Aufgaben zur Übung
1. Erkläre in ein bis drei Sätzen, weshalb der Lesetext auch das Netzentgelt unter den Beispielen für solche Instrumente aufführt.
2. Entnimm dem Lesetext die folgende Passage wortgetreu: Setze bei den Worten „Das Finanzministerium hat“ ein und höre nach „weiter führen wird.“ auf.

Das Finanzministerium hat vor einigen Tagen neue Zahlen zum Schuldentilgungsplan der nächsten Jahre veröffentlicht. Demnach werden bereits ab 2028 die jährlichen Tilgungen von zuletzt 3,7 Milliarden auf 12,8 eskalieren und zwar JEDES Jahr bis 2058.
Einige Medien thematisieren dazu „Lindners schweres Erbe„. Das ist zwar so zunächst mal richtig, aber nur ein Bruchteil der Nachricht. Es wäre gut, wenn das in Sachen Schuldenbremse gespaltene und diesbezüglich wahlentscheidend denkende Volk wenigstens aufgeklärt würde, wozu dieses Instrument alle (!!) Finanzminister geführt hat – und wohl weiter führen wird.
Ich verkürze es, hoffe aber auf dediziertere Aufklärung: Es gibt Schulden im Haushalt, die der Schuldengrenze unterliegen und auf die jeder achtet. Alle Finanzminister sind bemüht – und an der Stelle verfassungsrechtlich gebunden – über diese berühmten 60% zu berichten. Aber es gibt auch „Schulden“, die dieser Berichtspflicht „entgehen“. Ebenso gibt es Schattenhaushalte, die sogar einer komplett eigenen Buchführung unterliegen. Ein Beispiel ist der Klimatransformationsfonds, die Bundesbahn, die KfW und m.E. auch das Netzengelt, über das Stromkunden staatlich festgesetzte Abgaben zahlen, die – teilweise – für staatliche Aufgaben eingesetzt werden. Solche „Instrumente“ gibt es dutzende und es wird weitere geben, immer mehr!

Gegebene Zeilen

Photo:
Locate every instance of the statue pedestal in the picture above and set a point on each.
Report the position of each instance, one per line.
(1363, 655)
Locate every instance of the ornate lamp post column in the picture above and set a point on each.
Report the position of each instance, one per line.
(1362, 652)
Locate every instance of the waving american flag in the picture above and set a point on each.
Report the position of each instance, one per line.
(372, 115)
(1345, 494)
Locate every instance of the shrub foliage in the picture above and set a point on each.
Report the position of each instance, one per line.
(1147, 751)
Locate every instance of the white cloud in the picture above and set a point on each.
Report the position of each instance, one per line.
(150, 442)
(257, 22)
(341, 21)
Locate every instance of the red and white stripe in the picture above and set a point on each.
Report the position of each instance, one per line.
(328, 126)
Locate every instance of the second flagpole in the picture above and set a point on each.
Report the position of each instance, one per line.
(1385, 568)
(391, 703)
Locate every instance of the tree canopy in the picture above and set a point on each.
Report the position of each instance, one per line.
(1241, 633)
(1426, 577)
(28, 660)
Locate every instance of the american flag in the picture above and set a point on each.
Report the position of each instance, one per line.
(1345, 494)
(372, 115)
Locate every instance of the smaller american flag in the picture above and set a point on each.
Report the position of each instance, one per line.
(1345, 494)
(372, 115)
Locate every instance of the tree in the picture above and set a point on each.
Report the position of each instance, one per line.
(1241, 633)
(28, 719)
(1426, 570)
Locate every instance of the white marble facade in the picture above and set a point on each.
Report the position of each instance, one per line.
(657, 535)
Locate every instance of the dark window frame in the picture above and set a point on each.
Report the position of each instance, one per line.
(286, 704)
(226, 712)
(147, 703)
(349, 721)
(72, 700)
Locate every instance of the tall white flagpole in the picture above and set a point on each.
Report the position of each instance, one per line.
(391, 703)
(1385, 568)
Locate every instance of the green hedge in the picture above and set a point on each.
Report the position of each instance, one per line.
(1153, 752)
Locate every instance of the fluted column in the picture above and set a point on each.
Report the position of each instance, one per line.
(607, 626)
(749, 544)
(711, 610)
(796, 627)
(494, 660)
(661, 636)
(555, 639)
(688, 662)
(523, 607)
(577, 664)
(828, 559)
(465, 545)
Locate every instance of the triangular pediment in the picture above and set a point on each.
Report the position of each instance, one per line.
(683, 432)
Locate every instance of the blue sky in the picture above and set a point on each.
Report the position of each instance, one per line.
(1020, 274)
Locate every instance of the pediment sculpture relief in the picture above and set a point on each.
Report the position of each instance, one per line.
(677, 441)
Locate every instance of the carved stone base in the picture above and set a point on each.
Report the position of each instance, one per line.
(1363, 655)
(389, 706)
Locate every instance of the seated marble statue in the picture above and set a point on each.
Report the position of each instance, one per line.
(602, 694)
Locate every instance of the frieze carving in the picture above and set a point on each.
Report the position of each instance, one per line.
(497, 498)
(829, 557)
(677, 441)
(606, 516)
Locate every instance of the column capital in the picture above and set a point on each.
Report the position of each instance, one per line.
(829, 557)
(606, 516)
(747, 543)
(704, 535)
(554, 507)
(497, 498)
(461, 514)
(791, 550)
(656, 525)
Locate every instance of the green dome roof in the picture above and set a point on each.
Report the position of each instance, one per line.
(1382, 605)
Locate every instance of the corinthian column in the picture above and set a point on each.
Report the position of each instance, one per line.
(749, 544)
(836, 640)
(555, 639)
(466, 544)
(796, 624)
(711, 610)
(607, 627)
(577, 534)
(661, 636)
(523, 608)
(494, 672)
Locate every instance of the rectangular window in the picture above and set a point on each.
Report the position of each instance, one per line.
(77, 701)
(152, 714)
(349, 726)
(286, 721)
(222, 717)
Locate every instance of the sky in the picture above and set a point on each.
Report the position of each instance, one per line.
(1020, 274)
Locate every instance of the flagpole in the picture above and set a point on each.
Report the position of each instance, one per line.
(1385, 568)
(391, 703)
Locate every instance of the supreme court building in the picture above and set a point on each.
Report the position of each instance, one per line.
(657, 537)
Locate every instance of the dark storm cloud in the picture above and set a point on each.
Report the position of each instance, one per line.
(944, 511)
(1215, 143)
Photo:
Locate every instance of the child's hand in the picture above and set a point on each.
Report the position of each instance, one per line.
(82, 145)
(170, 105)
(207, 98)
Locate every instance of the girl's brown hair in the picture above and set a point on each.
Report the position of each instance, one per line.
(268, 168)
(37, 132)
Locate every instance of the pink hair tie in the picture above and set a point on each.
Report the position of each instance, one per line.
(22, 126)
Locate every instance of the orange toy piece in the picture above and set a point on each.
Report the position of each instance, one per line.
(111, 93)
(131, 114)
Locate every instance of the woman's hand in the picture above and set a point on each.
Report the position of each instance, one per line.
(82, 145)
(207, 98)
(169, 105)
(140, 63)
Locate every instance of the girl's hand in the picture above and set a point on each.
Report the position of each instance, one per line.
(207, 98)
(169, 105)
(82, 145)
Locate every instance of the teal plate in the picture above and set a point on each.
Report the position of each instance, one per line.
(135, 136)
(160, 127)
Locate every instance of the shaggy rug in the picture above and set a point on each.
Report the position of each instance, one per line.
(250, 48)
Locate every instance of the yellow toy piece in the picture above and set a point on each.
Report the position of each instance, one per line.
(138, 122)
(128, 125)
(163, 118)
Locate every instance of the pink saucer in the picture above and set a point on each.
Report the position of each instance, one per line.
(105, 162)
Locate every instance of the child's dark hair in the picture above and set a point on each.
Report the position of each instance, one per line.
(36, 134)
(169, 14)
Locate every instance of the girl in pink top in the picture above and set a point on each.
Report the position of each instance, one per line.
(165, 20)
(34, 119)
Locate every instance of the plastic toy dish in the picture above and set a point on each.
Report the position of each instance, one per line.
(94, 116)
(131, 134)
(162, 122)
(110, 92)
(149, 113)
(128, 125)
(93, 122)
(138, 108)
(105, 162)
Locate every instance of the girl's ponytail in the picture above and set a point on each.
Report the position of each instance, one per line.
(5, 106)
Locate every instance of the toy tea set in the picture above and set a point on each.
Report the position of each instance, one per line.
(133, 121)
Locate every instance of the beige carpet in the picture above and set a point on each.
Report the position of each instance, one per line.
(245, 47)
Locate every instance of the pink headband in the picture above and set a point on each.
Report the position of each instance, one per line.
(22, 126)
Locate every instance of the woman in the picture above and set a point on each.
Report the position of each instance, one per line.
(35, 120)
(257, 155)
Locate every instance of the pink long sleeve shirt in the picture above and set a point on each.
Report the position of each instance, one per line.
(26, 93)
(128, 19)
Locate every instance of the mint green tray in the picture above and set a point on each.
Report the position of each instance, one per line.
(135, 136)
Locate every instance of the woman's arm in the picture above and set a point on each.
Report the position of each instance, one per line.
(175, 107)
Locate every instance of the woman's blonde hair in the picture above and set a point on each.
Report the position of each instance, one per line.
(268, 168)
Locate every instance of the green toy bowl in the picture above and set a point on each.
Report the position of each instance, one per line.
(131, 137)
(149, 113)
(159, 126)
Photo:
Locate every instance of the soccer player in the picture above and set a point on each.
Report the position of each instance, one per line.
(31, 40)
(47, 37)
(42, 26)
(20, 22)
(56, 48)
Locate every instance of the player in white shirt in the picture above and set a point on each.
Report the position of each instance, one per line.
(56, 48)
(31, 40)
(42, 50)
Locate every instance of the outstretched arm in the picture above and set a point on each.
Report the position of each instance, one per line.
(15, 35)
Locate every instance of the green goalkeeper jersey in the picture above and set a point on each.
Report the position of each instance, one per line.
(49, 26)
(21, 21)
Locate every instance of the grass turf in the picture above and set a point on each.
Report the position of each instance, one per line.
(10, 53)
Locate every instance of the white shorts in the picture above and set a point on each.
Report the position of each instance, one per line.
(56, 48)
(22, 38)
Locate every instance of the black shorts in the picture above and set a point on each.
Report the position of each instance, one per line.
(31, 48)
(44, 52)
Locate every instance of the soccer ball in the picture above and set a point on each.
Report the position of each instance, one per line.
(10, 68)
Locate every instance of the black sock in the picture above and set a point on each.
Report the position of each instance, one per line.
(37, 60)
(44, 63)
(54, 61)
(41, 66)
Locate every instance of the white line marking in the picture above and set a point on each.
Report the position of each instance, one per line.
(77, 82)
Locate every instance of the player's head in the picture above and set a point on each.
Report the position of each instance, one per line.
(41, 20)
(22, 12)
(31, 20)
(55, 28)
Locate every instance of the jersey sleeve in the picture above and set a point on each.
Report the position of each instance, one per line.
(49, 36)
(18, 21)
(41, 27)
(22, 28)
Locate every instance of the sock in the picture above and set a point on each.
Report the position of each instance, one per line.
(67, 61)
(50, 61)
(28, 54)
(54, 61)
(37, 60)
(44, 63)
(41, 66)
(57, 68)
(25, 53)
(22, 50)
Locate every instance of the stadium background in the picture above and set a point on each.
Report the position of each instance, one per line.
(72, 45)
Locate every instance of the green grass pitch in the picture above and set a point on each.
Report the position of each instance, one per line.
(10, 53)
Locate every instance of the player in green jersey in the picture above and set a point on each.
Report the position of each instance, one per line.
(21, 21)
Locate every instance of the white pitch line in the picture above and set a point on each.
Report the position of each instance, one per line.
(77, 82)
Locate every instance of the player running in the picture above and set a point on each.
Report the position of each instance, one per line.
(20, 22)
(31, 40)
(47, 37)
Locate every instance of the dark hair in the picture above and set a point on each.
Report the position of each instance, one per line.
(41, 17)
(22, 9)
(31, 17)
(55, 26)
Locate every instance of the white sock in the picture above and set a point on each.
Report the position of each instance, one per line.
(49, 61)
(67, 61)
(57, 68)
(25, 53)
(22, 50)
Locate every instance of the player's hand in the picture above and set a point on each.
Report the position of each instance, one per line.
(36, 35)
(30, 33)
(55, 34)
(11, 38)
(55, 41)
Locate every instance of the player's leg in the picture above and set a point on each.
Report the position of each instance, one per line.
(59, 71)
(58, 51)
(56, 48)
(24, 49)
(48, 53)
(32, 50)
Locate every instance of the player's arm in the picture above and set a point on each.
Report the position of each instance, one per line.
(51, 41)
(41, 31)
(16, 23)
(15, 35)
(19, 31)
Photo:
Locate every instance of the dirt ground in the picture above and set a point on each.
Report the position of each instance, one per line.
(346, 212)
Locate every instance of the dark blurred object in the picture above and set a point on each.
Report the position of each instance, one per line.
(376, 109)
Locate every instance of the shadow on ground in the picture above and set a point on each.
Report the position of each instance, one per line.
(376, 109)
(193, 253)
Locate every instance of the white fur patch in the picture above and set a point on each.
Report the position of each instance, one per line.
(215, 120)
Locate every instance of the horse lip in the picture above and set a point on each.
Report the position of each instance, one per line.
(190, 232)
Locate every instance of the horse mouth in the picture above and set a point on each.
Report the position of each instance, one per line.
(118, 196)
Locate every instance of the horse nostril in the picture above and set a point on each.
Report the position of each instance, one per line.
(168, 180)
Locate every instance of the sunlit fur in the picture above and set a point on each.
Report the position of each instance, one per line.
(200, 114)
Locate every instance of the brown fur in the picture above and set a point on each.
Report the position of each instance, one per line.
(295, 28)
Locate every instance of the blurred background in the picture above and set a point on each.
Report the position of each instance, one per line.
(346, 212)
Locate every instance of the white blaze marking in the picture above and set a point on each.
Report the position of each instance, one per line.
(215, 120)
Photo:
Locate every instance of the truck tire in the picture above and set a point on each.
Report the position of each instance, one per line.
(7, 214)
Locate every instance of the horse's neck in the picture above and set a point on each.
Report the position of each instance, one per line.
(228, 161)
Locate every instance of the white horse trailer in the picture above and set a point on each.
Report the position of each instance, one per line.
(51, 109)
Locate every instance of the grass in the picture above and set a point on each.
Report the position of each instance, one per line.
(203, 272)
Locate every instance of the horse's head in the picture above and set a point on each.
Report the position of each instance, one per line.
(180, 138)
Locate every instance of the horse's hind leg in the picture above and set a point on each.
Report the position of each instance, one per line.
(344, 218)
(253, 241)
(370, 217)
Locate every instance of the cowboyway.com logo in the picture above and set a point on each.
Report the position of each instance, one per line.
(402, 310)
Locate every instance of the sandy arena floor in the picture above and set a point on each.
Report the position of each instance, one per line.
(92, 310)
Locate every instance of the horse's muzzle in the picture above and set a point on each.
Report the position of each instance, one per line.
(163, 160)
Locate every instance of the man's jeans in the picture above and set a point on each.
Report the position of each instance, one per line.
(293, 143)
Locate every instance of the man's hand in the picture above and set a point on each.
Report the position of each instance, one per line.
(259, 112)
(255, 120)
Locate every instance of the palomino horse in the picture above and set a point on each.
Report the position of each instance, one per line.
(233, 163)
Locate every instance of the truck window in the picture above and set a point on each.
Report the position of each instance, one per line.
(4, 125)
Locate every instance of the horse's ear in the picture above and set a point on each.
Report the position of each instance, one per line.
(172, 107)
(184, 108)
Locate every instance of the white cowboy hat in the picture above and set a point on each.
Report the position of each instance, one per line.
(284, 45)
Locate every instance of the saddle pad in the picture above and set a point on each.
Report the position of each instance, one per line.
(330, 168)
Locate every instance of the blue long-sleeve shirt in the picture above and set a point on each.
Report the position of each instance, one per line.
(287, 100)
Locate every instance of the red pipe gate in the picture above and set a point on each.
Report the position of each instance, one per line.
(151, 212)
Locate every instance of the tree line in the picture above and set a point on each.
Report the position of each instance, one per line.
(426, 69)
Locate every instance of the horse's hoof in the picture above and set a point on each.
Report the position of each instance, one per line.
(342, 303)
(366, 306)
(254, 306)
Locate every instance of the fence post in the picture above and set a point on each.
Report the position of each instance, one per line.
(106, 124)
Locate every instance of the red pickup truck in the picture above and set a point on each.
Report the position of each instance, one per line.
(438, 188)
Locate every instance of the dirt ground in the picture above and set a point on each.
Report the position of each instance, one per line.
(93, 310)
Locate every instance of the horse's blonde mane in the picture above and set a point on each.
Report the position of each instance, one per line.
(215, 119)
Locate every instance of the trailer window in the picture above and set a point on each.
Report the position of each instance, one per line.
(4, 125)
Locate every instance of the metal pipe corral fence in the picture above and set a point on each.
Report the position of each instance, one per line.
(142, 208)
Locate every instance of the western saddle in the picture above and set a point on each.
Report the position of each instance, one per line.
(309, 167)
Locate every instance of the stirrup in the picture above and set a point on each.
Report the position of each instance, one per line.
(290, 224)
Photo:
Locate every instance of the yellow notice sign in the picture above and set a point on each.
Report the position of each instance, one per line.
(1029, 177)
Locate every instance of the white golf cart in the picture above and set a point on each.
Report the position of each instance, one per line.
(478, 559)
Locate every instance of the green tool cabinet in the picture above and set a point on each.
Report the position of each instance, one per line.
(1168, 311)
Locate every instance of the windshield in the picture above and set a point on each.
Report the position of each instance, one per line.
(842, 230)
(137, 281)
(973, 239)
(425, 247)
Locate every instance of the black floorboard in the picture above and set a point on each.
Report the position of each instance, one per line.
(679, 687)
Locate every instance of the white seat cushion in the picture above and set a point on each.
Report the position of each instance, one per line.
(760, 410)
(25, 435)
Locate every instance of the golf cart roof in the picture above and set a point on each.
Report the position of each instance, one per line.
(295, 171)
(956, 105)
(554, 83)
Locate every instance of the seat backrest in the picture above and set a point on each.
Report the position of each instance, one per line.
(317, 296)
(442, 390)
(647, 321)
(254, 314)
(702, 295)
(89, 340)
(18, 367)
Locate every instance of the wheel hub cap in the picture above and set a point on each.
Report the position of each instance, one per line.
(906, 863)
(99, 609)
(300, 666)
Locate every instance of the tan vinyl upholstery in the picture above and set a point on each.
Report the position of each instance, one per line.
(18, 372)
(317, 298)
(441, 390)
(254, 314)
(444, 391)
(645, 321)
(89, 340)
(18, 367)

Lösungen je Aufgabe
1. Über das Netzentgelt zahlen Stromkunden staatlich festgesetzte Abgaben. Diese werden teilweise für staatliche Aufgaben eingesetzt.

2.
Das Finanzministerium hat vor einigen Tagen neue Zahlen zum Schuldentilgungsplan der nächsten Jahre veröffentlicht. Demnach werden bereits ab 2028 die jährlichen Tilgungen von zuletzt 3,7 Milliarden auf 12,8 eskalieren und zwar JEDES Jahr bis 2058.
Einige Medien thematisieren dazu „Lindners schweres Erbe„. Das ist zwar so zunächst mal richtig, aber nur ein Bruchteil der Nachricht. Es wäre gut, wenn das in Sachen Schuldenbremse gespaltene und diesbezüglich wahlentscheidend denkende Volk wenigstens aufgeklärt würde, wozu dieses Instrument alle (!!) Finanzminister geführt hat – und wohl weiter führen wird.